* _Actions to take_:
[A] Reproduce the part of the forum post about kids in public places that begins at the words that have "Originally Posted by" and stops after "brilliant AP habits.".
[B] Decide whether each statement agrees with the forum post about kids in public places, answering yes or no and quoting the words of the post that decide it: (i) The writer takes their kids to nice restaurants. (ii) The post calls a child a horrible sleeper. (iii) The writer believes kids should not be allowed in places because they cry and fuss.

* _Source document_:
►

Originally Posted by *Hazelnut* 
You know I almost edited it again b/c I didn't want to come off sounding like my child was perfect b/c I tended to him with my brilliant AP habits.







He was actually a horrible sleeper, but I just recall my dad commenting on sleepovers there that he never heard him.

Yeah, I agree, kids do cry. They fuss. They tantrum sometimes, and I am the first to say that this is normal to some extent even when we are doing all we can for them. But I still don't feel that kids should therefore be not allowed in places. Kids are part of society. Sure you could cross a line, you could be inconsiderate. Many people are (as are they without kids). I don't take my kids to nice restaurants, and I'm very self-conscious about their disturbing people in public. And yet I would really resent not even being able to make that judgment call myself about whether or not we could go somewhere. And with overnight accomodations? I just don't see B&Bs as a Sandals resort exactly.

◄

(Photo object pointing records)
►

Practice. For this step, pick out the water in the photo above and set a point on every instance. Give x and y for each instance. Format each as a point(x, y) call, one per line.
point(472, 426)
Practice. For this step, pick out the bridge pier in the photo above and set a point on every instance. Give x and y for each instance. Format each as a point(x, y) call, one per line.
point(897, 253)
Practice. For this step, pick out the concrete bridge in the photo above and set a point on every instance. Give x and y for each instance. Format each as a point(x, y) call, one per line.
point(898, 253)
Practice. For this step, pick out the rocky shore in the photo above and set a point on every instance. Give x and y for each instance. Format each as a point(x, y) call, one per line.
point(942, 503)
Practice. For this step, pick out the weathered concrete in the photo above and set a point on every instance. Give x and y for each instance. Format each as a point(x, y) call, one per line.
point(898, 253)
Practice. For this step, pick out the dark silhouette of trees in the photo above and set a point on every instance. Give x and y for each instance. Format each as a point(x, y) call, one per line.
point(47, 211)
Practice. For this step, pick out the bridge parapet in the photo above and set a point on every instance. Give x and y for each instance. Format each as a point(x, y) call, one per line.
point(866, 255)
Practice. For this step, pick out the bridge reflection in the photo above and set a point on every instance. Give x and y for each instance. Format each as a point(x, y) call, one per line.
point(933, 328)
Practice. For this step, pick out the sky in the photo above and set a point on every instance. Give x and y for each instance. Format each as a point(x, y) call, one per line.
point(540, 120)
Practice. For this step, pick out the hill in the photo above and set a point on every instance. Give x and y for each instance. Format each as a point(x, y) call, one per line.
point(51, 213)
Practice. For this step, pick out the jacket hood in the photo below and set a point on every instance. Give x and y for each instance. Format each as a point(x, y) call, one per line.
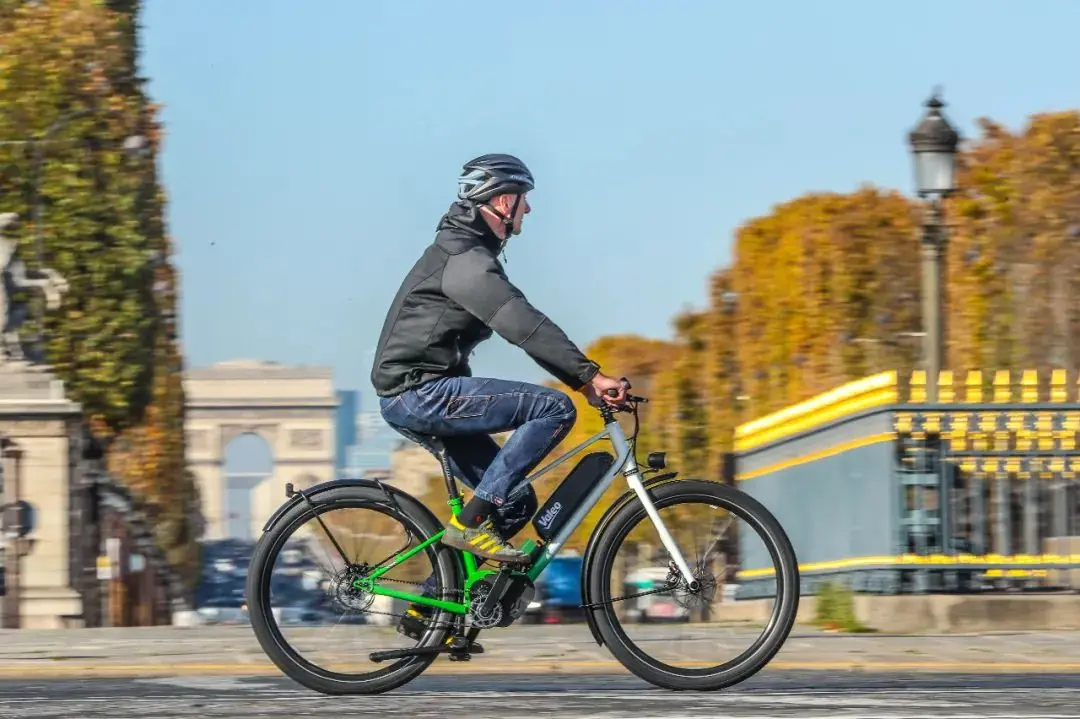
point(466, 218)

◄

* _Exercise responses_:
[A]
Originally Posted by *Hazelnut* 
You know I almost edited it again b/c I didn't want to come off sounding like my child was perfect b/c I tended to him with my brilliant AP habits.

[B]
(i) No: "I don't take my kids to nice restaurants"
(ii) Yes: "He was actually a horrible sleeper"
(iii) No: "But I still don't feel that kids should therefore be not allowed in places."